WHAT NEEDS TO BE DONE
Return all of the lines below exactly as they are.

- - - -

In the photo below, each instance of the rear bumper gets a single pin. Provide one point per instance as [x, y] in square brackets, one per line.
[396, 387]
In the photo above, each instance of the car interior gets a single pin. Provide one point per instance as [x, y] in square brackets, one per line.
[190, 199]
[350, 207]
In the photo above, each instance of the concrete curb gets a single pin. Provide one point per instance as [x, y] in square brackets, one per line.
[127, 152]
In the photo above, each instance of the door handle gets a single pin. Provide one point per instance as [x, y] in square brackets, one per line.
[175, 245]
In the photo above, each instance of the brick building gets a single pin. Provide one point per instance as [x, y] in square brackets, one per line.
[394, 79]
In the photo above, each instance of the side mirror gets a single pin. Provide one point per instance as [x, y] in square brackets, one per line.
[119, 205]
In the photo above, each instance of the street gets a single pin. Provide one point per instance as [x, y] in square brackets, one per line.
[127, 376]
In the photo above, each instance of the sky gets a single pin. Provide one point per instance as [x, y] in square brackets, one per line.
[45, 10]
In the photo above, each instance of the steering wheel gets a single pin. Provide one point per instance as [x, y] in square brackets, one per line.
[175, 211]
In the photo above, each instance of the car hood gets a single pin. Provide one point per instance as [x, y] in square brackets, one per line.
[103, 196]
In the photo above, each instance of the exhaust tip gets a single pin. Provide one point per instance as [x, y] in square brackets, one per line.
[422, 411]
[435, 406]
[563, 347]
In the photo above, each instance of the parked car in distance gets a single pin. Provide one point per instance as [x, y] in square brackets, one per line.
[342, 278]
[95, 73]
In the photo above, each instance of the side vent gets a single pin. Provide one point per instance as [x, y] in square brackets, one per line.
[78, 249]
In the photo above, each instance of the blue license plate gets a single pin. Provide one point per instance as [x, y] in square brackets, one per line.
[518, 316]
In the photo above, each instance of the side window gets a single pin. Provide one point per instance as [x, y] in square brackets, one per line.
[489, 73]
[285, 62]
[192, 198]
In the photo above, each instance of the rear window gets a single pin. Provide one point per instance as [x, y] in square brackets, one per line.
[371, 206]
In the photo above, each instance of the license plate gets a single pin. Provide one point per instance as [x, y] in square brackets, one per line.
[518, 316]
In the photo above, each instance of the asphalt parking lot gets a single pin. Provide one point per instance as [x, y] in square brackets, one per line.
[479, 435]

- - - -

FINISHED TASK
In the photo below, each instance of the rear bumper gets a single pin. Provide one point per instance as [x, y] in square brackets, one per line.
[396, 387]
In the photo above, each instance of the car interior gets a single pin. Provide one point per instance as [x, y] in square brackets, one per line.
[190, 199]
[350, 207]
In the photo above, each instance of the concrete curb gets a single pin. Provide one point per instance as [x, y] in square brackets, one per line.
[127, 152]
In the photo above, each instance of the door handle gets a single pin. Provide one point per instance as [x, y] in square brackets, one per line.
[175, 245]
In the photo above, each instance of the brick building gets a single pin. Provide one point per instance as [x, y] in square brackets, one per line.
[394, 79]
In the photo above, each instance of the side mirror gets a single pin. Provide one point per instance as [x, y] in square brackets, one per line.
[119, 205]
In the photo above, each instance of the street gets a single pin. Provide one point per instance as [x, y] in square brackets, one per line.
[127, 376]
In the photo above, each instance of the sky gets a single pin. Provide one point per instance as [x, y] in square brackets, one per line.
[45, 10]
In the photo above, each instance of the steering wheel gets a single pin. Provide one point per instance as [x, y] in square brackets, one per line.
[175, 211]
In the photo above, each instance of the car hood gets a single pin. Provide one point per instance as [x, y] in square brackets, one per line.
[103, 196]
In the photo above, each instance of the exhaust tip gets a single pin. Provide one point per instance as [x, y] in square brackets, one per line.
[422, 411]
[435, 406]
[563, 347]
In the photo above, each instance of the parked car in distance gets a single pin. Provide one point per instance as [x, y] in square brackets, one per line.
[342, 278]
[95, 73]
In the photo above, each instance of the side vent gets a single pin. Provide one point per instance as [x, y] in square brackets, one per line.
[78, 249]
In the photo above, each instance of the blue license plate gets a single pin. Provide one point per instance as [x, y] in square brackets, one per line.
[518, 316]
In the photo above, each instance of the side window gets a single pin. Provide one point per instance as [x, y] in square brackets, one per line.
[489, 73]
[285, 62]
[192, 198]
In the photo above, each instance of the rear window gets a single pin. Provide one point per instance as [x, y] in square brackets, one per line.
[371, 206]
In the photo above, each instance of the license plate gets a single pin. Provide one point per instance as [x, y] in square brackets, one per line.
[518, 316]
In the photo above, each instance of the asphalt parking lot gets a single pin. Provide one point per instance as [x, y] in square brackets, one per line.
[479, 435]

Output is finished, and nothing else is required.